##### RECORDS TO PROCESS #####

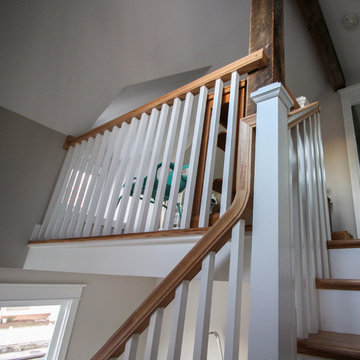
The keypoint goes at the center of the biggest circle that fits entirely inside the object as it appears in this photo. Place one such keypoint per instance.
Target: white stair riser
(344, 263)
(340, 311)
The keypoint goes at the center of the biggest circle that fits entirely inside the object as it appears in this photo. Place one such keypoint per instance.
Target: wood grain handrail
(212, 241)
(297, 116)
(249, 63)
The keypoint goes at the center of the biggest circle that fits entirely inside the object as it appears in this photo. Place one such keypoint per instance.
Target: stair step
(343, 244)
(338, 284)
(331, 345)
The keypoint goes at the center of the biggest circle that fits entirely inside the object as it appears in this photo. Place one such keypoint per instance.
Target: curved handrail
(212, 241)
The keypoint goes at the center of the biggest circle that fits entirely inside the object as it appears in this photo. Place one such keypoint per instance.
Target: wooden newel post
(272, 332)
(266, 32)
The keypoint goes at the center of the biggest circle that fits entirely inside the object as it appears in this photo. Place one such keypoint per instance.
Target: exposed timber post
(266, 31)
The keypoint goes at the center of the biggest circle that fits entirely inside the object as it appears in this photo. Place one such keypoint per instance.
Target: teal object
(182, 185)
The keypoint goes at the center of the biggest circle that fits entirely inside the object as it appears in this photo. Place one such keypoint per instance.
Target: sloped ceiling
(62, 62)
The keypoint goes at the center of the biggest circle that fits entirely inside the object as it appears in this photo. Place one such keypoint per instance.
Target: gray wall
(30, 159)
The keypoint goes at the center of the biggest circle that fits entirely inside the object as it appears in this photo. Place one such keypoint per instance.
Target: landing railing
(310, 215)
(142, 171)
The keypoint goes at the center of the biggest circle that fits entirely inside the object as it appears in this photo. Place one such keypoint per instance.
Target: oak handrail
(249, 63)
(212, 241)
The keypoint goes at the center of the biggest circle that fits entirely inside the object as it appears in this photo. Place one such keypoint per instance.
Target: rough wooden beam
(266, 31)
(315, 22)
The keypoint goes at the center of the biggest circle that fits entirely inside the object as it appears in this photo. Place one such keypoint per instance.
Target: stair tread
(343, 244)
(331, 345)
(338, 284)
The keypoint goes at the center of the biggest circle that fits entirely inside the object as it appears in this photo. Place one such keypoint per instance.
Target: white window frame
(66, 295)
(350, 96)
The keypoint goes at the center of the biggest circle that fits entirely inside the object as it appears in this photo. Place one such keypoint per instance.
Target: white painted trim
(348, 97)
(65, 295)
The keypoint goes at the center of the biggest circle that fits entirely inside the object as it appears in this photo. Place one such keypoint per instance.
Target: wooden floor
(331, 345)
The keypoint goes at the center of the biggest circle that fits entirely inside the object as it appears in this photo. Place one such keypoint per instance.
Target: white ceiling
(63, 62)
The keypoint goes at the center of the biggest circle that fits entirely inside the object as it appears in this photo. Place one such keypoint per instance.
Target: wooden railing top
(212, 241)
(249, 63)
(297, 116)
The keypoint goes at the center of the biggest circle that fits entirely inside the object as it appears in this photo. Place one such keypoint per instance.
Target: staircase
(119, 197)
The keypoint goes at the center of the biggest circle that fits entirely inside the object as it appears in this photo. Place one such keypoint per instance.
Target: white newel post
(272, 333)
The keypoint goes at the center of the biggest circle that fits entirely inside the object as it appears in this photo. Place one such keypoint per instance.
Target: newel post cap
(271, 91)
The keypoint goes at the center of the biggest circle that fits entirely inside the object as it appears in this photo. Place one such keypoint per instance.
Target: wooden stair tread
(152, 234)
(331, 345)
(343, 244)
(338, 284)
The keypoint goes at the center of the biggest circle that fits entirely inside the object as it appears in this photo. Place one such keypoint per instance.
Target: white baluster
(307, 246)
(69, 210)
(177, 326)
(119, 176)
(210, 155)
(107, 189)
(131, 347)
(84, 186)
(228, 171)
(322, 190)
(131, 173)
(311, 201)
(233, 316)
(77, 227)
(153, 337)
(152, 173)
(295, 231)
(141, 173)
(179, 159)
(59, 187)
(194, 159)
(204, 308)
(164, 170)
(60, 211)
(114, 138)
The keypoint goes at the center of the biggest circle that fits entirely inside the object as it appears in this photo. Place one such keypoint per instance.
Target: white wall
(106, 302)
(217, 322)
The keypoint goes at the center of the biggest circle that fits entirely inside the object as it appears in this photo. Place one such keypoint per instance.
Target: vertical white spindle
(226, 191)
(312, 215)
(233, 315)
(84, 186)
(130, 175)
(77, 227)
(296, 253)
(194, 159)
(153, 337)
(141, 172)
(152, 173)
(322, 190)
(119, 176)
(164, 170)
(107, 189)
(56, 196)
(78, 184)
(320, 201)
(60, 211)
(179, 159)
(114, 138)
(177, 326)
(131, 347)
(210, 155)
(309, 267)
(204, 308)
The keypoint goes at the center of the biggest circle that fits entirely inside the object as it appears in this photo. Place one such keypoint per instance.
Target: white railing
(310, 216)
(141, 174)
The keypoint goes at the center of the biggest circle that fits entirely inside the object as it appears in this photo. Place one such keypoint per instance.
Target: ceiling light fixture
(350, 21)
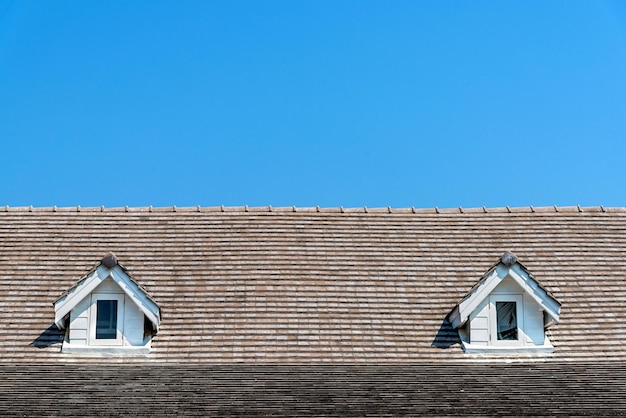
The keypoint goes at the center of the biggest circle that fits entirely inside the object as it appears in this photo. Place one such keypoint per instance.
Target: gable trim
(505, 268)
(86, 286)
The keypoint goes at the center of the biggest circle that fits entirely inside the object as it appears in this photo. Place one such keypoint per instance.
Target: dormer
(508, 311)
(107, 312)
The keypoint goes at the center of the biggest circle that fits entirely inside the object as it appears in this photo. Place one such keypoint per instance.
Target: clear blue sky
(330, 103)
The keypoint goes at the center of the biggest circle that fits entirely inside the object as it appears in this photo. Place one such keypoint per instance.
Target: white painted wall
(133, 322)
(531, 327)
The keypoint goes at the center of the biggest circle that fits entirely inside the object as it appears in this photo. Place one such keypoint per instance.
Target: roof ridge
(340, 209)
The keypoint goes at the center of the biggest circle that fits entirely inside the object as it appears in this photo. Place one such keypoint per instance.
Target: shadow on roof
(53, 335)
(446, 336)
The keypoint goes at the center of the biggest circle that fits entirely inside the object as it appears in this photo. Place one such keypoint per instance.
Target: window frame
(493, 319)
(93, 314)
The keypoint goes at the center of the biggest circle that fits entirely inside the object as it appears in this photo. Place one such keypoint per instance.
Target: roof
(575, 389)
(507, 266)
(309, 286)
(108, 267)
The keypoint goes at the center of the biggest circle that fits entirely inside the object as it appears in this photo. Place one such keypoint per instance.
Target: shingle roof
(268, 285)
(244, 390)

#####

All of the entries need to be retyped word for word, pictures excluded.

[REPLY TO THE TASK]
The keypoint goes at the center of the biggest circle that fits entirely inside the object as it appears in this photo. Place one such keypoint per instance.
Target: white stair riser
(344, 263)
(340, 311)
The keypoint goes at the center of the biggest circle that fits entirely inside the object as it appears in this photo. Place one such keypoint per instance.
Target: wood grain handrail
(212, 241)
(297, 116)
(249, 63)
The keypoint goes at the center of the biggest circle that fits entirely inside the object as it appears in this photo. Place one such keypoint per instance.
Target: stair step
(343, 244)
(338, 284)
(331, 345)
The keypoint goes at the center of the biggest circle that fits entirely inside the object as it appears in this photo. Place one such keypoint per instance.
Target: curved handrail
(212, 241)
The keypoint goes at the center of the biggest circle that fits entirely inside the object as it appears in this photo. Place one such keypoint per instance.
Target: wooden newel post
(272, 332)
(266, 32)
The keypoint goes at the center of the biggest circle that fits entirely inside the object as it appears in this photo. Place one such keypoint per instance.
Target: exposed timber post
(266, 31)
The keypoint goes at the center of the biggest circle that fits entirely inside the object as it appears in this photo. Place one such keypoint per instance.
Target: teal object
(182, 185)
The keypoint goes at the center of the biggest circle that fits entirely inside the object as it appears in this photo. Place one such keypoint per instance.
Target: sloped ceiling
(62, 62)
The keypoint goes at the center of the biggest circle that fits entirely inside the object as it appears in this photo. Place one such keypoint per instance.
Target: gray wall
(30, 159)
The keypoint goes at the center of the biggest circle that fits entirely inside the object as it appears in this photo. Place one such keypoint per instance.
Target: landing railing
(310, 215)
(142, 171)
The keypoint goes at the center of the biggest circle that fits entirely inside the object as it appears in this photo. Place one such keypoint per instance.
Target: oak handrail
(249, 63)
(212, 241)
The keypoint goes at the center of the biggest circle that fits entirely inside the object as it appears in this photo. Place one such keypoint per instance.
Target: rough wooden beam
(266, 31)
(315, 22)
The keypoint goes at the center of the biggest circle that fits entirely inside the object as it appears in this photo. Place one such keypoint per instance.
Target: stair tread
(343, 244)
(331, 345)
(338, 284)
The keypoint goes at the center of the biggest circle that fits entirely inside the object as it appears in this photo. Place one such keypoint per instance.
Target: white window frame
(66, 295)
(350, 96)
The keypoint goes at the center of the biggest circle that fits entirely inside the object as it appears in this photo. Place one such keypoint per instance.
Target: white painted trim
(348, 97)
(65, 295)
The keypoint goes at the center of the biggest circle that fits entirely inside the object as it appears in this photo. Place one such keypoint per instance.
Target: wooden floor
(331, 345)
The keypoint goes at the center of the biggest circle that fits entirely inside the object as it appears in this photo. Place one such keypoint per instance.
Target: white ceiling
(63, 62)
The keypoint goes at the center of the biggest circle that fits entirely inside the object as it appears in this photo. Place one such keypoint per instance.
Target: wooden railing top
(212, 241)
(249, 63)
(297, 116)
The keypoint goes at the center of the biggest circle that fits entirely inside the object as it appears in this photo. Place one such keypoint per instance.
Target: staircase
(119, 197)
The keypoint goes at the center of the biggest circle that fits entirely inside the object as it appears in this photo. Place one such keypoint per instance.
Target: white newel post
(272, 333)
The keypoint goes at the center of the biggest circle that fits entirely inside the object as it appears in this photo. Place one such keypoint per instance.
Target: newel post cap
(271, 91)
The keypoint goes at the center of the biggest circle that fits entirely inside the object as it appears in this photo. Place one such keypoint per instance.
Target: wooden stair tread
(152, 234)
(331, 345)
(343, 244)
(338, 284)
The keypoint goes at the center of the biggest circle that fits entirely inside the object as it appears in this photo. Place one such keypoint per instance.
Target: white baluster
(307, 246)
(69, 210)
(177, 326)
(119, 176)
(210, 155)
(107, 189)
(131, 347)
(84, 186)
(228, 171)
(322, 190)
(131, 173)
(311, 201)
(233, 316)
(77, 227)
(153, 337)
(152, 173)
(295, 231)
(141, 173)
(179, 159)
(59, 187)
(194, 159)
(204, 308)
(164, 170)
(60, 211)
(114, 138)
The keypoint goes at the center of the biggest circle that fits entirely inside the object as it appears in this photo. Place one such keypoint per instance.
Target: white wall
(106, 302)
(217, 322)
The keypoint goes at the center of the biggest circle that fits entirely inside the object as it appears in this photo. Place one such keypoint per instance.
Target: vertical white spindle
(226, 191)
(312, 215)
(233, 315)
(84, 186)
(130, 175)
(77, 227)
(296, 253)
(194, 159)
(153, 337)
(141, 172)
(152, 173)
(322, 190)
(119, 176)
(164, 170)
(107, 189)
(56, 196)
(78, 184)
(320, 201)
(60, 211)
(179, 159)
(114, 138)
(177, 326)
(131, 347)
(210, 155)
(309, 267)
(204, 308)
The keypoint goes at the center of the biggest circle that fits entirely inside the object as it appears in this photo. Place one such keypoint per instance.
Target: white railing
(310, 216)
(141, 174)
The keypoint goes at the center of the biggest circle that fits entirely inside the object as it appears in this photo. Place one such keypoint per instance.
Target: ceiling light fixture
(350, 21)
The keypoint goes at the center of the biggest circle that fits entirely inside the object as it appears in this photo. Place one such keypoint per instance.
Target: gable trim
(505, 268)
(86, 286)
The keypoint goes at the center of the biggest circle that fits entirely inside the object as it appears in this photo. Place one such keypoint per instance.
Target: dormer
(508, 311)
(107, 312)
The keypoint goes at the center of the biggest circle that fits entirely inside the object as it appears in this photo. Place one such keypoint per instance.
Target: clear blue sky
(330, 103)
The keypoint goes at the center of the biggest circle that fits entirely inside the object as it appears in this photo. Place one such keypoint per instance.
Target: white painted wall
(133, 322)
(531, 327)
The keypoint goes at the center of the biggest circle that fits entirely inside the object as it appears in this photo. Place one such keypoint per instance.
Target: roof ridge
(340, 209)
The keypoint goes at the center of the biggest circle that fits entirely inside the object as it appears in this photo. Place one such keypoint per instance.
Target: shadow on roof
(53, 335)
(446, 336)
The keypoint goes at the center of the biggest circle that fits entirely inside the object as it appears in this photo. Place one such keypoint per instance.
Target: window frame
(493, 319)
(93, 314)
The keypoint goes at the center of the biggest circle that fits entirely inside the object as it appears in this photo. Place one such keypoint per instance.
Target: roof
(575, 389)
(507, 266)
(309, 286)
(108, 267)
The keypoint goes at the center of the biggest circle that fits entirely inside the object as it appears in this photo. Place one such keypoint per instance.
Target: shingle roof
(268, 285)
(244, 390)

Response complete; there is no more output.